WORK TO COMPLETE: Retype only what runs from the line with "Run through the image and locate every dried" through the end of the entries, exactly and in full, but omit any picture you find.

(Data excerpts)

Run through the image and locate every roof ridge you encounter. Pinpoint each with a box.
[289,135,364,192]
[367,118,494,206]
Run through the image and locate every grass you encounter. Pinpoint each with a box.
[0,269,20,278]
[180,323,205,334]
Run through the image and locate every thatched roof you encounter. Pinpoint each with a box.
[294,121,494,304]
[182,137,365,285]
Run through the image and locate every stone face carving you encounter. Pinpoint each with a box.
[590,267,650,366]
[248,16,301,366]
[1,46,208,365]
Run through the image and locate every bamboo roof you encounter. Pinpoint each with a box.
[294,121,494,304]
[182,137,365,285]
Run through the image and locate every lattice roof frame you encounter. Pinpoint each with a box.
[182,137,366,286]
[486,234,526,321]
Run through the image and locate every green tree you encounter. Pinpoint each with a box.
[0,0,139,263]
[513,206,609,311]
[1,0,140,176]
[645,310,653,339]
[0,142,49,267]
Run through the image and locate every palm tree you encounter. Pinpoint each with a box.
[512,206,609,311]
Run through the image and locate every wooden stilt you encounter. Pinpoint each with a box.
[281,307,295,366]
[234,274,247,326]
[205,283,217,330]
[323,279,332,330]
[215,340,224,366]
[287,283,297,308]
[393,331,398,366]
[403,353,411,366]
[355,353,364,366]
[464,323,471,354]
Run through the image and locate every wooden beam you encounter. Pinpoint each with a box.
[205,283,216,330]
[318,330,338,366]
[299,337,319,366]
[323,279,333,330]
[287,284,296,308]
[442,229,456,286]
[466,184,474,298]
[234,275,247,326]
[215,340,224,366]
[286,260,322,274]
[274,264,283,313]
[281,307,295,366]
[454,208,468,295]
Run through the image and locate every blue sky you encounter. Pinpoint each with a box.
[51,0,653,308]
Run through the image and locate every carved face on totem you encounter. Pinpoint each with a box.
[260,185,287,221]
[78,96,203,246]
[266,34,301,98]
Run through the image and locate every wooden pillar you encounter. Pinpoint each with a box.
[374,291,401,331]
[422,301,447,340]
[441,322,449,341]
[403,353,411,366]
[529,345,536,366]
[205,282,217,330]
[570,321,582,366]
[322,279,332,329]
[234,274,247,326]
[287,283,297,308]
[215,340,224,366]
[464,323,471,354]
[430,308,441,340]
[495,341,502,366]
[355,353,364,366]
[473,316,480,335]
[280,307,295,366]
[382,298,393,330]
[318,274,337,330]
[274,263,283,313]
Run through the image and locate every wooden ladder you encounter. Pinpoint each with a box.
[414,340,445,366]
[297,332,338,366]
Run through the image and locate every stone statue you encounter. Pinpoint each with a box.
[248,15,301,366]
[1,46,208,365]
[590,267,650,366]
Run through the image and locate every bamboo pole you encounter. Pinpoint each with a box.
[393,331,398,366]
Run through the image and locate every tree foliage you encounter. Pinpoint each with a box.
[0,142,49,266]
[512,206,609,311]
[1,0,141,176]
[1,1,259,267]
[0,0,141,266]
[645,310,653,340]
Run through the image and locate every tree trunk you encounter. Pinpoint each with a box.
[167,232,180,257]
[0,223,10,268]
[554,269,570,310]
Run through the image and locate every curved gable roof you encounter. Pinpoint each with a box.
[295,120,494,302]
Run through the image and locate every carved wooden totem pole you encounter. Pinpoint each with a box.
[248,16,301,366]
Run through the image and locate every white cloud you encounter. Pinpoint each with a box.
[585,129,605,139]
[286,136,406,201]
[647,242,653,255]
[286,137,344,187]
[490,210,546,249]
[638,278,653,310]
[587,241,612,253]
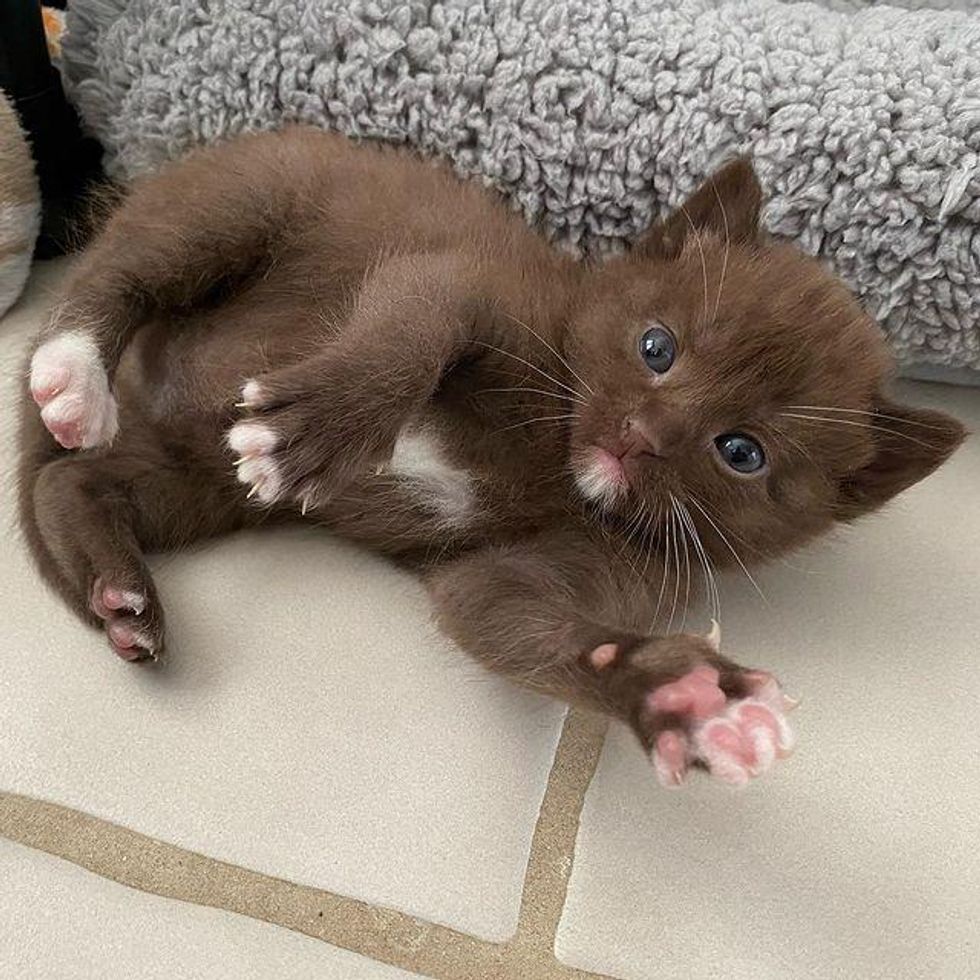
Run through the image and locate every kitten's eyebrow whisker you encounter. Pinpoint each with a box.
[785,405,951,432]
[687,495,768,606]
[709,178,731,325]
[678,203,710,328]
[500,311,596,396]
[779,413,941,451]
[471,341,585,400]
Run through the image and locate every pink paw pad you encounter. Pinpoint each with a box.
[695,699,794,786]
[90,580,146,620]
[647,665,727,719]
[106,621,154,662]
[649,666,795,789]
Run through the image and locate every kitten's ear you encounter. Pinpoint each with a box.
[636,158,763,260]
[835,396,966,520]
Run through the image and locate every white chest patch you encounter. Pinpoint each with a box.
[386,427,475,527]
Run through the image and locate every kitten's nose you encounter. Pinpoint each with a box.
[623,416,666,458]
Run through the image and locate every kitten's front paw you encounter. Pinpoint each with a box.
[588,633,796,789]
[226,418,285,505]
[30,333,118,449]
[647,666,795,788]
[227,377,375,512]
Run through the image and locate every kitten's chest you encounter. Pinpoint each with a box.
[380,409,567,530]
[381,424,477,527]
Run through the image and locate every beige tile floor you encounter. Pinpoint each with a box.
[1,262,978,979]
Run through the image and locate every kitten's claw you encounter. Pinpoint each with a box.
[30,332,118,449]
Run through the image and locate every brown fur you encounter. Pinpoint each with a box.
[18,127,965,752]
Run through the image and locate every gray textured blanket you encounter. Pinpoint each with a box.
[62,0,980,372]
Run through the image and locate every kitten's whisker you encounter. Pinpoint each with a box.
[634,505,658,600]
[674,494,720,625]
[616,502,645,582]
[679,203,710,327]
[692,509,720,622]
[666,505,682,634]
[785,405,952,432]
[496,413,579,432]
[687,495,768,606]
[675,499,692,631]
[769,421,817,466]
[475,385,587,406]
[779,413,941,451]
[471,341,585,401]
[501,311,595,396]
[652,508,670,632]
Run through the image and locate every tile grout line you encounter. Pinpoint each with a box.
[512,708,611,965]
[0,708,612,979]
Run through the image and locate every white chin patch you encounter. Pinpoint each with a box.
[574,458,624,509]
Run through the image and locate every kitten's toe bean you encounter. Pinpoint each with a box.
[30,333,119,449]
[589,642,618,669]
[90,578,146,619]
[106,619,157,662]
[652,730,690,788]
[647,665,727,718]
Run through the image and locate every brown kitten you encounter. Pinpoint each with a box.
[19,127,964,788]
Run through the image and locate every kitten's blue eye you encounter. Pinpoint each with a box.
[715,433,765,474]
[639,325,676,374]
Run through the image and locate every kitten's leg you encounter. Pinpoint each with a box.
[29,136,302,449]
[427,533,795,788]
[22,436,246,662]
[28,455,165,660]
[228,252,481,508]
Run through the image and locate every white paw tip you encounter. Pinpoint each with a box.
[235,455,283,504]
[238,379,265,408]
[30,332,118,449]
[226,421,278,457]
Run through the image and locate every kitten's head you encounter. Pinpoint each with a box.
[566,159,965,566]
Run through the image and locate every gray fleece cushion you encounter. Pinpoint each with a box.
[62,0,980,373]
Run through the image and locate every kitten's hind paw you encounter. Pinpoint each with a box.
[30,333,118,449]
[90,577,162,662]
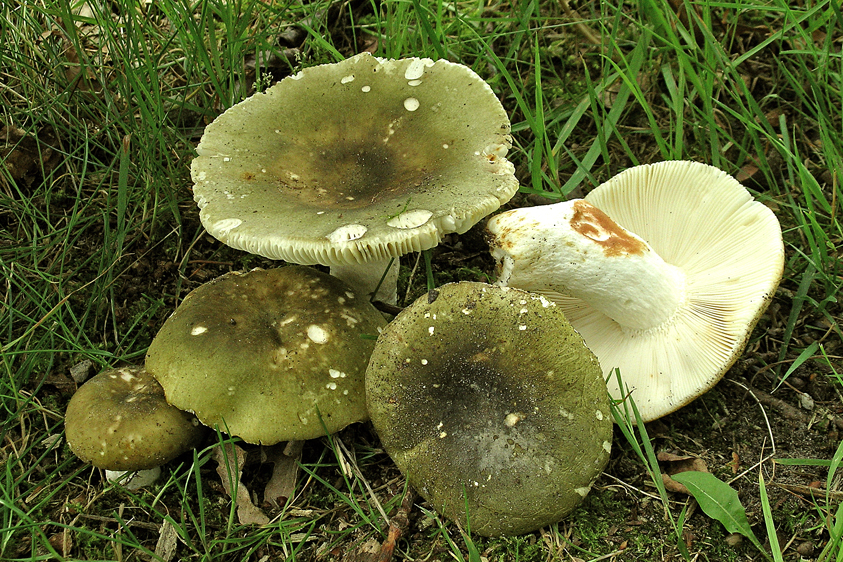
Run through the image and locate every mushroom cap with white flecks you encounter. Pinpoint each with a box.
[145,266,388,444]
[366,282,612,536]
[65,366,206,471]
[191,52,518,266]
[486,161,785,422]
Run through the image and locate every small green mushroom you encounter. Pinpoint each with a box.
[146,266,388,445]
[64,366,206,488]
[366,282,612,536]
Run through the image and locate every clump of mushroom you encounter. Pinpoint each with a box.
[65,366,206,489]
[145,266,387,445]
[486,161,785,422]
[191,52,519,304]
[366,282,612,536]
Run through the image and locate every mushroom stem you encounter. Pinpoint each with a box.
[489,199,686,331]
[330,258,399,305]
[105,467,162,490]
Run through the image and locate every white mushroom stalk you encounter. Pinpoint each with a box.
[494,199,686,331]
[487,161,785,422]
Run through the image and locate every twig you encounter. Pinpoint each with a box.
[377,486,415,562]
[558,0,602,46]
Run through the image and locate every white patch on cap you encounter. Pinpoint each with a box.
[307,324,329,344]
[404,58,429,80]
[595,410,604,421]
[341,74,355,84]
[603,441,612,453]
[574,486,591,497]
[387,209,432,229]
[428,326,435,336]
[328,224,367,243]
[403,97,420,111]
[329,369,347,379]
[408,79,422,86]
[421,359,428,365]
[191,325,208,336]
[461,308,471,315]
[361,85,371,92]
[214,218,242,235]
[279,315,297,326]
[120,372,135,383]
[519,325,527,331]
[326,382,337,390]
[504,412,524,427]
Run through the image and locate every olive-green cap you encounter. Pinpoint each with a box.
[366,282,612,536]
[65,366,206,471]
[191,53,518,266]
[146,266,388,444]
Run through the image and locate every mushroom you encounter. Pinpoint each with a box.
[486,161,785,422]
[64,366,206,489]
[145,266,388,445]
[366,282,612,536]
[190,52,519,304]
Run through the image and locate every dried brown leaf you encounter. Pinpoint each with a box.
[212,443,269,526]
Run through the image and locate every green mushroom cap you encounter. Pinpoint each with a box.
[65,366,206,471]
[146,266,387,444]
[366,282,612,536]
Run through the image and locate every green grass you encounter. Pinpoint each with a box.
[1,0,841,560]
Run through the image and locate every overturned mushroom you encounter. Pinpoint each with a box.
[191,52,518,304]
[487,161,785,422]
[366,282,612,536]
[64,366,206,489]
[145,266,387,445]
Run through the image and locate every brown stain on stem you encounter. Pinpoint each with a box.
[570,200,646,257]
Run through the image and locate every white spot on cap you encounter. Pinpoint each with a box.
[214,218,242,235]
[461,309,471,315]
[421,359,428,365]
[328,224,367,243]
[504,412,523,427]
[408,79,422,86]
[519,325,527,331]
[404,58,429,80]
[329,369,347,379]
[361,85,371,92]
[428,326,435,336]
[191,325,208,336]
[595,410,604,421]
[326,382,337,390]
[387,209,432,229]
[603,441,612,453]
[341,74,355,84]
[442,143,449,149]
[439,431,448,438]
[574,486,591,497]
[404,97,420,111]
[307,324,329,344]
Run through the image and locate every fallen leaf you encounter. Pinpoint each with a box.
[213,443,269,526]
[263,440,303,508]
[658,451,709,475]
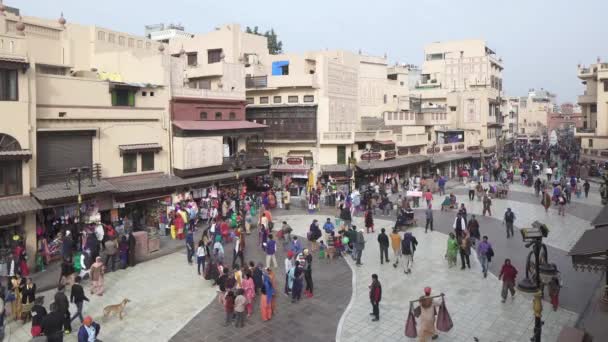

COMPLETED TASK:
Run through the image and locate every dried brown leaf you encounter. Pinpoint each with a box.
[212,443,269,526]
Run through the image and locate every green mushroom cap you encounter. Pinpoint each with a box.
[65,366,206,471]
[146,266,387,444]
[366,282,612,536]
Run through the image and locate every green grass you encounter. Pinpoint each with a box.
[1,0,841,560]
Run through the image and locate every overturned mushroom you encounter. Pinpoint each with a box.
[191,52,518,304]
[487,161,785,422]
[366,282,612,536]
[64,366,206,489]
[145,266,387,445]
Run through the image and locate every brown stain on stem you encounter. Pinpoint each with a box.
[570,200,646,257]
Run through the image and locate every white spot on cap you encounter. Pinpoint each with a box.
[214,218,242,235]
[461,309,471,315]
[421,359,428,365]
[328,224,367,243]
[504,412,523,427]
[408,79,422,86]
[519,325,527,331]
[404,58,429,80]
[329,369,347,379]
[361,85,371,92]
[428,326,435,336]
[191,325,208,336]
[595,410,604,421]
[326,382,337,390]
[387,209,432,229]
[603,441,612,453]
[341,74,355,84]
[442,143,449,149]
[439,431,448,438]
[574,486,591,497]
[404,97,420,111]
[307,324,329,344]
Run through the image and locate every fallen leaf you encounter. Pinpoint each with a box.
[213,443,269,526]
[263,440,303,508]
[658,451,709,475]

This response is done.